**Job**
Return each line of the listing below that contains the string "several".

(Spatial annotation records)

• • • • •

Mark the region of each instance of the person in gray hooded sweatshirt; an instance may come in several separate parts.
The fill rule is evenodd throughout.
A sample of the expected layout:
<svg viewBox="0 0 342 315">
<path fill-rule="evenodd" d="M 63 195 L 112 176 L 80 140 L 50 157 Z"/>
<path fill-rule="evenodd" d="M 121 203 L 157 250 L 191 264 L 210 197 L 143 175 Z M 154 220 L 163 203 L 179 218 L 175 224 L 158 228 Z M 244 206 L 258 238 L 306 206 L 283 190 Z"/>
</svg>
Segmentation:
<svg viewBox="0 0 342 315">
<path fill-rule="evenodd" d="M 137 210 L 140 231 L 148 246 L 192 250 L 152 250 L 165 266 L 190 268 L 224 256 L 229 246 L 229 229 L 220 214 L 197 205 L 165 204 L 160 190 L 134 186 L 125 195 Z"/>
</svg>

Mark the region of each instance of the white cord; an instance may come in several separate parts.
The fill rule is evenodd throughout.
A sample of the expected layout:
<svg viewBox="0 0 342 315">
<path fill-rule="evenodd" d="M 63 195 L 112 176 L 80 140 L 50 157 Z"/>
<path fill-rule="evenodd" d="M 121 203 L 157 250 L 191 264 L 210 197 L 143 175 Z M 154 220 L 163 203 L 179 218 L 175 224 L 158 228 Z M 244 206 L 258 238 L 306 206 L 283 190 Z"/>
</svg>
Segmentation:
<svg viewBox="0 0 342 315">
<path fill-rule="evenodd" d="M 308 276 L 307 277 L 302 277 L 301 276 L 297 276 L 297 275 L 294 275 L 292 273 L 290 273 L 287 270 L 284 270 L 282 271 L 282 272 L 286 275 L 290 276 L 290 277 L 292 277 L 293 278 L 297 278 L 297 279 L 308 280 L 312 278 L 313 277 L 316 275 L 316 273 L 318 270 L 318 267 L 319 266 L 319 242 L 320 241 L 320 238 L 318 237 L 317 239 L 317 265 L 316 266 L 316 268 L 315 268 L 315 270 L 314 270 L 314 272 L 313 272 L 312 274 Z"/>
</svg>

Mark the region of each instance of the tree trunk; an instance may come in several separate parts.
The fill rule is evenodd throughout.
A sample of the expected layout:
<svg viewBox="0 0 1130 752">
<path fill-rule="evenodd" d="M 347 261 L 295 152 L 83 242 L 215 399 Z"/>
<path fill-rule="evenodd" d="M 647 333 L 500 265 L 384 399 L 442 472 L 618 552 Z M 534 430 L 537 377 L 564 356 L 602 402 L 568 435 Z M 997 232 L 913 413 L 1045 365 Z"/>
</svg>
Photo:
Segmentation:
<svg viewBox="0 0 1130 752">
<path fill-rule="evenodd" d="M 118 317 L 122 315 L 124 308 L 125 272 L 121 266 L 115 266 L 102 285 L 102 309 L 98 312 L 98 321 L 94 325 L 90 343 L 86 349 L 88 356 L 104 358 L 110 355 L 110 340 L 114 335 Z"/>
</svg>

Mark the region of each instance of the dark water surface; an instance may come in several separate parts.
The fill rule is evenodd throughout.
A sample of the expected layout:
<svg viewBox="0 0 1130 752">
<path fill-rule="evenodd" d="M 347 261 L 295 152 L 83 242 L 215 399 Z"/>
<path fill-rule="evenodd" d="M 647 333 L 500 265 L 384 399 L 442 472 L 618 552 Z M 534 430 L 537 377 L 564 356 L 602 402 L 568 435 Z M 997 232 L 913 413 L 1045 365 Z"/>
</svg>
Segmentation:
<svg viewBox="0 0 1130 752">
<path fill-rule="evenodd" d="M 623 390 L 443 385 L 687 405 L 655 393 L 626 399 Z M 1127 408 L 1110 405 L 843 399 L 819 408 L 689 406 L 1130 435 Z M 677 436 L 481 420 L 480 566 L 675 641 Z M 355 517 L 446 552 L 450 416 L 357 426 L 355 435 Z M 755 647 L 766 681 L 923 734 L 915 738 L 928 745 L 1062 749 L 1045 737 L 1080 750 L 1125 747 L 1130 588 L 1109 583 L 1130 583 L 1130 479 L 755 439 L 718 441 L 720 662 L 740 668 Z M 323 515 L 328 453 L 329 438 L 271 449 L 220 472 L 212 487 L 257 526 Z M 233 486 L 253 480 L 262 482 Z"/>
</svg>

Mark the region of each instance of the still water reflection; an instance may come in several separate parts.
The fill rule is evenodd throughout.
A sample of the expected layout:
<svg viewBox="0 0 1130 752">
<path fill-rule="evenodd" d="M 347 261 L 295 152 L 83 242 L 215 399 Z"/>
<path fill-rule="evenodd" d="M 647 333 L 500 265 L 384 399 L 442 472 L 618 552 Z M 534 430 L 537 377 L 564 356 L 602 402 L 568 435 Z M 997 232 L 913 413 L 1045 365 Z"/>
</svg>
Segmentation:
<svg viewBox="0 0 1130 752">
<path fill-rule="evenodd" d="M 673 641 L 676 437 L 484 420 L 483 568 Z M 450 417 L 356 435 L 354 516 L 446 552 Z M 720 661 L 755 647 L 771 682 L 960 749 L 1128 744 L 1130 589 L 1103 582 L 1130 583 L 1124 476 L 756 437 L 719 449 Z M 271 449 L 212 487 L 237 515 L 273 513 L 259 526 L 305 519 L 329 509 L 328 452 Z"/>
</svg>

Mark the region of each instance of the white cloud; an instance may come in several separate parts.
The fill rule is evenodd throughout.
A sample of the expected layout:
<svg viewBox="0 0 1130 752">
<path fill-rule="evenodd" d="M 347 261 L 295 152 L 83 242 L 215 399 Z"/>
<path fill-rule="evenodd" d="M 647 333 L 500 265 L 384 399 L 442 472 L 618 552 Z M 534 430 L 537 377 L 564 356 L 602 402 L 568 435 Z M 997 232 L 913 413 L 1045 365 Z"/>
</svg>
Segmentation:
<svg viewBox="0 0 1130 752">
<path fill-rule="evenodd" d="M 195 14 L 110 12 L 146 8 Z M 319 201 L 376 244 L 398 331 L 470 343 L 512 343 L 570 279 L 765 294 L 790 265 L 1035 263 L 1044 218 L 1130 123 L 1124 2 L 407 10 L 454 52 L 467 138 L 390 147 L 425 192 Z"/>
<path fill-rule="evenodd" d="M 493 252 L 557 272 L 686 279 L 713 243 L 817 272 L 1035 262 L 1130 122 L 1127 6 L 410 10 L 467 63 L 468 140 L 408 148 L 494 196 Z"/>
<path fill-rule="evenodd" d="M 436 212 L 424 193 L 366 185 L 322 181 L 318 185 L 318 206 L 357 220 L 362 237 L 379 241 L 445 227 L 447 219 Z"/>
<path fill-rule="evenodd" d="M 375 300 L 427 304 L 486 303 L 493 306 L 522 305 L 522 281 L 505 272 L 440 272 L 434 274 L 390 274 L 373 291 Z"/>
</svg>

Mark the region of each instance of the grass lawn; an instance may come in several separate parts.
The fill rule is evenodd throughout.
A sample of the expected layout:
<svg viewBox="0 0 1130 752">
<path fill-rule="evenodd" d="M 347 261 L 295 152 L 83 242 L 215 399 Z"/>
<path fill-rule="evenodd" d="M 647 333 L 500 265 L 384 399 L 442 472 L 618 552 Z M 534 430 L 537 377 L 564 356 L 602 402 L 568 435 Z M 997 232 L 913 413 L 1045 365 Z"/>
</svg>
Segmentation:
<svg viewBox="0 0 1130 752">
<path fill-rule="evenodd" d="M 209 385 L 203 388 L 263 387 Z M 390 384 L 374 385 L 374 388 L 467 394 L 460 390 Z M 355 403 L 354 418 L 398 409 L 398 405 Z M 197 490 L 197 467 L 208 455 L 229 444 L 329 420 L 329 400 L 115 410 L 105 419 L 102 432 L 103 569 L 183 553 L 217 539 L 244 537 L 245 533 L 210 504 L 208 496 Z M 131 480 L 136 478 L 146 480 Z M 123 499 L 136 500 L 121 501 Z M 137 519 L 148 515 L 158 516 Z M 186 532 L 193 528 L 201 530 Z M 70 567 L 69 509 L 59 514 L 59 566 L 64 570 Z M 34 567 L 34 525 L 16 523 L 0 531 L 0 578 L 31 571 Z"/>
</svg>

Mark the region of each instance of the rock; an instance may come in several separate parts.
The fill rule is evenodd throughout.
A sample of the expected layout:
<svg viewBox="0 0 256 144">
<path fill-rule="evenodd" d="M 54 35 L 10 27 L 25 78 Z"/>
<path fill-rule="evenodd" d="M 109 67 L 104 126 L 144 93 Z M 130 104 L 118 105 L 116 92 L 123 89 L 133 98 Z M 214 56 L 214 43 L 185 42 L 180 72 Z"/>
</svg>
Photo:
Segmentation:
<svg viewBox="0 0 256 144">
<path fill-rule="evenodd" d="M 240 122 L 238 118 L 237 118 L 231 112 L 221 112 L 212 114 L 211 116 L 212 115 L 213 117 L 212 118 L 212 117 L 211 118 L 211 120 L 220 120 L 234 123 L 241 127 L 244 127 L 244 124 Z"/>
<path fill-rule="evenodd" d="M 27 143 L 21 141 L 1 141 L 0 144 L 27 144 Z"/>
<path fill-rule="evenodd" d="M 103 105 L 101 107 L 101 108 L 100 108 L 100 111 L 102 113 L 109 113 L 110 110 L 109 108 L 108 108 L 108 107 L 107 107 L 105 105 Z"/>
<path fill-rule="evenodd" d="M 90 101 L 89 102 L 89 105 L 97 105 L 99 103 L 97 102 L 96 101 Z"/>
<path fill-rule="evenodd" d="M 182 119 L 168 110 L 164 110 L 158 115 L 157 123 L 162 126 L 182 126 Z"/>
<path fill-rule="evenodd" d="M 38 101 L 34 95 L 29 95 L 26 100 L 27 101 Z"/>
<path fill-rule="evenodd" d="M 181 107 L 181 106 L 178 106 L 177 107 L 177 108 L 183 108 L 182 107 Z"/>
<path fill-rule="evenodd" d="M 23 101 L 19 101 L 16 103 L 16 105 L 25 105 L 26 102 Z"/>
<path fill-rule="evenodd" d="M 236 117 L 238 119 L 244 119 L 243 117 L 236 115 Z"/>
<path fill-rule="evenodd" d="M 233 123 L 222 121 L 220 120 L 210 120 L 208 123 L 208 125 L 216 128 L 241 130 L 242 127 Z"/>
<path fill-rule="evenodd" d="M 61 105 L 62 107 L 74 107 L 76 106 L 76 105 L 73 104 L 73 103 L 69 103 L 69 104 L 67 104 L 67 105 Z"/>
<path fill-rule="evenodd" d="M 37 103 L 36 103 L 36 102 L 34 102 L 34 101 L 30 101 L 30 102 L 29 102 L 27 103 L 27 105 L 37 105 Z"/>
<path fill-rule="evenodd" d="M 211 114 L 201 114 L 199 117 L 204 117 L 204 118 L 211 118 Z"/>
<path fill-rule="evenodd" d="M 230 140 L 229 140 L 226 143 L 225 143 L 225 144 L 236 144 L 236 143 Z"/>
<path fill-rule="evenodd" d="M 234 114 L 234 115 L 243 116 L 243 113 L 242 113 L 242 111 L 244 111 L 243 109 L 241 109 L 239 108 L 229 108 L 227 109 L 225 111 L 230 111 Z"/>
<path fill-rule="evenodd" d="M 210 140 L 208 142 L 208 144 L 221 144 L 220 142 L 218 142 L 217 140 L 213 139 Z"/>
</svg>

• • • • •

**Response to this task**
Mark the region of each instance of the person in gray hooded sweatshirt; an instance may come in several separate parts.
Mark the region of each instance of the white cord; an instance may come in several separate parts.
Mark the region of each instance of the tree trunk; an instance may come in several separate parts.
Mark the region of each instance of the dark water surface; an instance may come in several separate parts.
Mark the region of each instance of the still water reflection; an instance may come in several separate parts.
Mark the region of each instance of the white cloud; an instance may come in several separate parts.
Mark the region of each instance of the grass lawn; an instance may come in several separate parts.
Mark the region of each instance of the rock; an instance may come in several separate parts.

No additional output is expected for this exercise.